Aim: Leave out the pictures, then reproduce the rest of the material exactly.

Input data:
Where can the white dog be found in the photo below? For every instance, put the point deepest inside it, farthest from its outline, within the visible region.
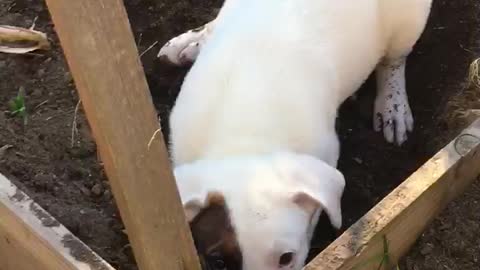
(254, 123)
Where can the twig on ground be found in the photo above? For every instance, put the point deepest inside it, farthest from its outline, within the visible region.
(74, 124)
(153, 138)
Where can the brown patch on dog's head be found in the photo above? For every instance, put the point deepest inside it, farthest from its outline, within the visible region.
(215, 237)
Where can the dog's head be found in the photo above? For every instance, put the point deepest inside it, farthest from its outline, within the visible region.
(258, 213)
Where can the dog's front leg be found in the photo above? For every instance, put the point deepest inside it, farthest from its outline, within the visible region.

Solution:
Where can the white dog be found in the photo below? For every instance, put the point deepest inside it, farthest from its outline, within the visible region.
(254, 123)
Where can the twig on ground be found in the photo above? For every instance, put the point deepest inside it, farthest from its outline, within the visible region.
(74, 124)
(153, 138)
Where can the brown patch on dog's head be found in the photo above? For every instance, put the point deepest inside it, farthest from its outline, within the visible region.
(215, 237)
Where can the dog's head be found in the photo above? For every instance, put the point deepest inside it, farthest from its outline, within the visible region.
(258, 213)
Where can the dog's front leg be found in the photo above? For every instance, put the point deepest inside it, farthest from its outline, within the visible region.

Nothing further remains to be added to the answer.